:: Source document

CEO drives through the night to save dying patient’s life

Jon Sacker, 33, was born with cystic fibrosis. In late February, he was in desperate need of a double-lung transplant — his second — but was too weak for the operation.

Doctors knew he needed to regain strength in his lungs almost immediately. His life was at stake.

"I thought I had brought my husband here to die," Sacker’s wife, Sallie, said of bringing him to University of Pittsburgh Medical Center (UPMC) from their hometown of Moore, Oklahoma.

Sallie Sacker told the Associated Press that they almost turned off her husband's ventilator, "because we were putting him through suffering."

And then the phone rang.

UPMC clinicians had an idea: Use the Hemolung Respiratory Assist System (RAS), a Pittsburgh-made device that could filter out the harmful carbon dioxide and provide healthy oxygen to Sacker's blood, sort of like dialysis for the lungs, the Associated Press described.

::::

→ **About this exercise**:
Write out the stretch of the news story about Jon Sacker from "Doctors knew he" through "Associated Press described.", keeping every word and punctuation mark unchanged. None of the material that comes next is needed.

:: Extracted data

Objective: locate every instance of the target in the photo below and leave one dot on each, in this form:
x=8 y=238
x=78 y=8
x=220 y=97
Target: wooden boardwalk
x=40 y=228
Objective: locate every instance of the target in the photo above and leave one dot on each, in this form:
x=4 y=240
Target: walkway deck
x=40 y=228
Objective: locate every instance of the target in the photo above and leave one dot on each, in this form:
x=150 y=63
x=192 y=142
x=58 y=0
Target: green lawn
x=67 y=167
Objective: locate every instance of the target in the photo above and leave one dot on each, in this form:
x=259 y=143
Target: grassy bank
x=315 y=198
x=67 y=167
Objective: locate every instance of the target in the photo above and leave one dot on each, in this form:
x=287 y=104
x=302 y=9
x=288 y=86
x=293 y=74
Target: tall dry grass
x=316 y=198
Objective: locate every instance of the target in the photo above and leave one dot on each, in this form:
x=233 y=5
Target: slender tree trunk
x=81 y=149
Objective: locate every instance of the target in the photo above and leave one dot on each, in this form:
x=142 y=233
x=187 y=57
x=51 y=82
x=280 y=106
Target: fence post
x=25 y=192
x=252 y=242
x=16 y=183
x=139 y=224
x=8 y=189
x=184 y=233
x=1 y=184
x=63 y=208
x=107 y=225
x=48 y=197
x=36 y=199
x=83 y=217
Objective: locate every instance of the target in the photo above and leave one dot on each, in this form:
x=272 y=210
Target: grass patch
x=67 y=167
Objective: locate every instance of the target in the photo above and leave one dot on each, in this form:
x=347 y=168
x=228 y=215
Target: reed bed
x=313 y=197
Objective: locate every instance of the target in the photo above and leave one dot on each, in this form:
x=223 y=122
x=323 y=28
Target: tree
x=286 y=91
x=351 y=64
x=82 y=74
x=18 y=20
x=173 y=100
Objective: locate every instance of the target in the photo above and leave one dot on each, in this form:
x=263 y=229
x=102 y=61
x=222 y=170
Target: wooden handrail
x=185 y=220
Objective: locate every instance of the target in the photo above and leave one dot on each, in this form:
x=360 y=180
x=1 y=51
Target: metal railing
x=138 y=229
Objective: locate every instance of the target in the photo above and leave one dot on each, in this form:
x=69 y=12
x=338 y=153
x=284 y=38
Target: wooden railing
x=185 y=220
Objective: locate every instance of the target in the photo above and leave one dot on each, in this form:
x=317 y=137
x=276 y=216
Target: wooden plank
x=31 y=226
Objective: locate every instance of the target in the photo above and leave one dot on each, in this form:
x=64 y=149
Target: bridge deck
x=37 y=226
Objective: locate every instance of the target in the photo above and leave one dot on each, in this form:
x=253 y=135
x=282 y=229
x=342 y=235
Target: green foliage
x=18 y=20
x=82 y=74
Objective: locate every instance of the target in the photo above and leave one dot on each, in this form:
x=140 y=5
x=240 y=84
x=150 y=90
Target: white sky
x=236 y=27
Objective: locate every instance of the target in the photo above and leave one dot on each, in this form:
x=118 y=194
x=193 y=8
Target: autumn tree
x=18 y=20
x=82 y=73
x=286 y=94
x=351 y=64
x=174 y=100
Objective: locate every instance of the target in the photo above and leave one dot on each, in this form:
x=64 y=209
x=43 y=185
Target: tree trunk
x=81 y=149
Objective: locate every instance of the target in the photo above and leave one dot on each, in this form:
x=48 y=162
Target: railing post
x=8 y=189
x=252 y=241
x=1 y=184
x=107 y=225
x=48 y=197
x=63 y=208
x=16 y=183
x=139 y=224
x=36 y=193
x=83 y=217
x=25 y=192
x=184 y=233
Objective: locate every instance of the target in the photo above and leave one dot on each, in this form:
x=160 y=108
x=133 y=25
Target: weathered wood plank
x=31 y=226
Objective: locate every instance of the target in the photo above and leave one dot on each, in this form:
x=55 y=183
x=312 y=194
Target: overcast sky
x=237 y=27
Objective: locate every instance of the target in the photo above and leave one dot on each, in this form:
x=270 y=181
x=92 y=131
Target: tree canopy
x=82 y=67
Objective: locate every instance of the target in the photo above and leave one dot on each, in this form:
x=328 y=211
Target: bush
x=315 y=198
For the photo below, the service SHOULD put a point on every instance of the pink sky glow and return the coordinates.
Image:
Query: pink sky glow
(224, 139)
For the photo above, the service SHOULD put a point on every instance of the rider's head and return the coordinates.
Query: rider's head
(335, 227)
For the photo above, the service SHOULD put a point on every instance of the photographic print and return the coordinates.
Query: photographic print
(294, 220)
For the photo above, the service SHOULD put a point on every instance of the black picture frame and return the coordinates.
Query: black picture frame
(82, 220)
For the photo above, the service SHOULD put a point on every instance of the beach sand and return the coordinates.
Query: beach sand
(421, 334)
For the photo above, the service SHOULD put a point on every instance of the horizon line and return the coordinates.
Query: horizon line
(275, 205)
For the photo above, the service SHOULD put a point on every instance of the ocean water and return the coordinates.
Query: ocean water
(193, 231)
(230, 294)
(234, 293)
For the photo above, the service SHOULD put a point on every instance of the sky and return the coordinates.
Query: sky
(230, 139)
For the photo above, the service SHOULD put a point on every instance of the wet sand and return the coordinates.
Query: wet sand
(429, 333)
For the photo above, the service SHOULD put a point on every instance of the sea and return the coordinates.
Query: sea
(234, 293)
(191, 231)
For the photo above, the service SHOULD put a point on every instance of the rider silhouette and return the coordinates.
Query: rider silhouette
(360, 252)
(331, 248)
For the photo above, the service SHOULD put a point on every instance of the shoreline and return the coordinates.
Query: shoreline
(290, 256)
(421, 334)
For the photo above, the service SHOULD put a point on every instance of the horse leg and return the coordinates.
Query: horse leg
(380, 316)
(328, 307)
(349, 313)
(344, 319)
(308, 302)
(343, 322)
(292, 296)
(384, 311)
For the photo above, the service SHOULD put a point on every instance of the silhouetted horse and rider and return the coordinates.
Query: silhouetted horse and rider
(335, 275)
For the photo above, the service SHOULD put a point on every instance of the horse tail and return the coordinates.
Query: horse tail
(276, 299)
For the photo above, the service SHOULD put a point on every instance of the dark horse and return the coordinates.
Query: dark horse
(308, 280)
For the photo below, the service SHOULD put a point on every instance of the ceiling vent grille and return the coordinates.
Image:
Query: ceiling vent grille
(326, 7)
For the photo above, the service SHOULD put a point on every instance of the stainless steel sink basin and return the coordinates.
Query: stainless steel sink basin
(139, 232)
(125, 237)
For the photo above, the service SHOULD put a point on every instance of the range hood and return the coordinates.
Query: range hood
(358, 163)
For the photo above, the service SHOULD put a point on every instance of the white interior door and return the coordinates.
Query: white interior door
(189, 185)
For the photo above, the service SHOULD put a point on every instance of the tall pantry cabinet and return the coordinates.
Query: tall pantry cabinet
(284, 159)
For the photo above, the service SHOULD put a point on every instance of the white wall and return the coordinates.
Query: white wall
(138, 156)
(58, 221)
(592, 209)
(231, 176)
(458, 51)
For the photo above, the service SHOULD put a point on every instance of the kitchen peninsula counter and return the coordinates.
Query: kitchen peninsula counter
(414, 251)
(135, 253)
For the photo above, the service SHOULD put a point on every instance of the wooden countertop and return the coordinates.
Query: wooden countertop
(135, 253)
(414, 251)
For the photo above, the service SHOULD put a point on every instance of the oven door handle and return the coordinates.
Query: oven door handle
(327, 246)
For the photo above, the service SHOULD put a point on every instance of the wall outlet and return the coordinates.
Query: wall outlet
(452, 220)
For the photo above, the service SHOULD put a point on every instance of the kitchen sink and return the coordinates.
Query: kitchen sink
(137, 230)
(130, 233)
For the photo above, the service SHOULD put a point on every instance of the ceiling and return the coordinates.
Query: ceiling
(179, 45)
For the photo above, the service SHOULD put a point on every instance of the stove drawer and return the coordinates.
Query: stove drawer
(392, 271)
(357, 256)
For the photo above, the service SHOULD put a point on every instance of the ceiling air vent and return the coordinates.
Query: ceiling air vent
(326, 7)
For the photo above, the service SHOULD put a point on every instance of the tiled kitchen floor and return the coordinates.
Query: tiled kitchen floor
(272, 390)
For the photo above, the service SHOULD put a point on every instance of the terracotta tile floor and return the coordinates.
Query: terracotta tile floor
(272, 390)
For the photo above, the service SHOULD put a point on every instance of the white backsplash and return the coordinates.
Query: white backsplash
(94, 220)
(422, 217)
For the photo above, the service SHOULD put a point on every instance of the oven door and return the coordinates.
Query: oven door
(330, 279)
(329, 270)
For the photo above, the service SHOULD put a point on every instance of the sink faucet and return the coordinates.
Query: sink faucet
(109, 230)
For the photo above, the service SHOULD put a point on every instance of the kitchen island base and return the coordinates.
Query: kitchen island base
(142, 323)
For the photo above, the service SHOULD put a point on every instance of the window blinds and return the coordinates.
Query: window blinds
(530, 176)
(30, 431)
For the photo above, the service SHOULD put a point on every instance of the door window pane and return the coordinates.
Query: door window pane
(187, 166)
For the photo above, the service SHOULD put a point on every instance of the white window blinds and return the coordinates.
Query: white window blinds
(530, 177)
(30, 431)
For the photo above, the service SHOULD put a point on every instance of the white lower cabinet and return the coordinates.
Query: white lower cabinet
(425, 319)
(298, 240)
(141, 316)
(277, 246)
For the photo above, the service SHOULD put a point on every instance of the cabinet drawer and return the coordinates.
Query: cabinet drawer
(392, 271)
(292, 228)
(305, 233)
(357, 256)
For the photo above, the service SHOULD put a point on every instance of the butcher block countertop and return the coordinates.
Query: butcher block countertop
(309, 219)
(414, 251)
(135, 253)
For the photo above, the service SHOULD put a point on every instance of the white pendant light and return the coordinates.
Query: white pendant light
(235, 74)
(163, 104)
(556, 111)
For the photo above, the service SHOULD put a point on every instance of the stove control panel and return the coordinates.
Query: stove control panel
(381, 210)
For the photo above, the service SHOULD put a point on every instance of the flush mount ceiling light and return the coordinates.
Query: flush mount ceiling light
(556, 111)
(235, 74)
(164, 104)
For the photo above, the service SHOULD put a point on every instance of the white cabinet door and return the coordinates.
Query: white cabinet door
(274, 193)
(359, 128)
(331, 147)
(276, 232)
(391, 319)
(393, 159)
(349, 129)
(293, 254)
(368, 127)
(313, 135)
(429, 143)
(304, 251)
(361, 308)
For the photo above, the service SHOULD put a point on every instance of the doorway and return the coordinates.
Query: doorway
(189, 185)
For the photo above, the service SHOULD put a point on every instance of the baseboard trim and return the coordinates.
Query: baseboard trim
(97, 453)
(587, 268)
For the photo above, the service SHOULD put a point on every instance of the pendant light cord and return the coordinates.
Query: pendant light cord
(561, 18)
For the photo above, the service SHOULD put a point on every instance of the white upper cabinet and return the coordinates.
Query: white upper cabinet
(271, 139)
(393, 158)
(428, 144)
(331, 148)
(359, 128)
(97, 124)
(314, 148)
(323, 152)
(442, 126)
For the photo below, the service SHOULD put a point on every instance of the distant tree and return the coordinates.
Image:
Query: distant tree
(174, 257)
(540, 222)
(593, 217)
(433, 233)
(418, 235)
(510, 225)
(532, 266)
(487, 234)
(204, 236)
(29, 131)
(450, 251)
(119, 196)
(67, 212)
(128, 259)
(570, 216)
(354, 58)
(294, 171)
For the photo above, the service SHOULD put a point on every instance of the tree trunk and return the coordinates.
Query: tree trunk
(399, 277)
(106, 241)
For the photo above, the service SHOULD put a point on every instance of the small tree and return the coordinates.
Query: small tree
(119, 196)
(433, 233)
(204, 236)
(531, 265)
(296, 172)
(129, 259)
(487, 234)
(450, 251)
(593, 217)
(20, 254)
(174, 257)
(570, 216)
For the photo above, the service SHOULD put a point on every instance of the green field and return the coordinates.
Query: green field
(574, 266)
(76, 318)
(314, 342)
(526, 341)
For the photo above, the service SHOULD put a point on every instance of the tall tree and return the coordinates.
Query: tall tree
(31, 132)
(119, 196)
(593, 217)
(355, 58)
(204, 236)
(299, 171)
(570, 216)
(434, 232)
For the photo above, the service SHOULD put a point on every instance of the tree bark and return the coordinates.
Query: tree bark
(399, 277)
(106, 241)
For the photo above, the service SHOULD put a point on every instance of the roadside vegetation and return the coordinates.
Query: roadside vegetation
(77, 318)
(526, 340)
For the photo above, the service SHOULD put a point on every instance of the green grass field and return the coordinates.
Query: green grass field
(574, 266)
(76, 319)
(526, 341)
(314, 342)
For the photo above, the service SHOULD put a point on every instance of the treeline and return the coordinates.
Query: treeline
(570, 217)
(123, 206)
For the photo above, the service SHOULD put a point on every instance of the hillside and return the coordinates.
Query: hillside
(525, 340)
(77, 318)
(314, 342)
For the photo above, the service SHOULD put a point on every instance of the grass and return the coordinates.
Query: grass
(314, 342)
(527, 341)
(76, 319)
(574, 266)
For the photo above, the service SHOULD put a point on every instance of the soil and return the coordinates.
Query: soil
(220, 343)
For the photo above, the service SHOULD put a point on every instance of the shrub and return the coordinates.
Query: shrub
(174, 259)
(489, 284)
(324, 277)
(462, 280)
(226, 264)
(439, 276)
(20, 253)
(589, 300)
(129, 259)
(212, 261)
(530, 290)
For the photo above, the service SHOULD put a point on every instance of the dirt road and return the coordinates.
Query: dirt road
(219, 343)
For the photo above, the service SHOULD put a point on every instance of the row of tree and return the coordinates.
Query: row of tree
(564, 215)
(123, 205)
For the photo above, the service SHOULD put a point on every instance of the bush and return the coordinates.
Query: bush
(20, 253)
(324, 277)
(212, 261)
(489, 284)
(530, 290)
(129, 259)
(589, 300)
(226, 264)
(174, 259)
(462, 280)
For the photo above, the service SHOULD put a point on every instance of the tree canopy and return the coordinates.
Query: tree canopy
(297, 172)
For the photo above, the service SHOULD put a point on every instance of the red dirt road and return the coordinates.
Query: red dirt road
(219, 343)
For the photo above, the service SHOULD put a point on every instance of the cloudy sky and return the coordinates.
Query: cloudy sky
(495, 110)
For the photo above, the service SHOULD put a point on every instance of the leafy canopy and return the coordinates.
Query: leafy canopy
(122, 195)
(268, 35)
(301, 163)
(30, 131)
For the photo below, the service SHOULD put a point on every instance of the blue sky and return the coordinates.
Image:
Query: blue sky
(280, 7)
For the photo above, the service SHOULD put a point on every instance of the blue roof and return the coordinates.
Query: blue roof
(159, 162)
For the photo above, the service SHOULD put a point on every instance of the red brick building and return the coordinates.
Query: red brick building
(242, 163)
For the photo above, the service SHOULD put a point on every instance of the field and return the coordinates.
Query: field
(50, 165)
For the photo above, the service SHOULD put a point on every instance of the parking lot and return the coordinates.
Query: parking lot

::::

→ **Expected answer**:
Doctors knew he needed to regain strength in his lungs almost immediately. His life was at stake.

"I thought I had brought my husband here to die," Sacker’s wife, Sallie, said of bringing him to University of Pittsburgh Medical Center (UPMC) from their hometown of Moore, Oklahoma.

Sallie Sacker told the Associated Press that they almost turned off her husband's ventilator, "because we were putting him through suffering."

And then the phone rang.

UPMC clinicians had an idea: Use the Hemolung Respiratory Assist System (RAS), a Pittsburgh-made device that could filter out the harmful carbon dioxide and provide healthy oxygen to Sacker's blood, sort of like dialysis for the lungs, the Associated Press described.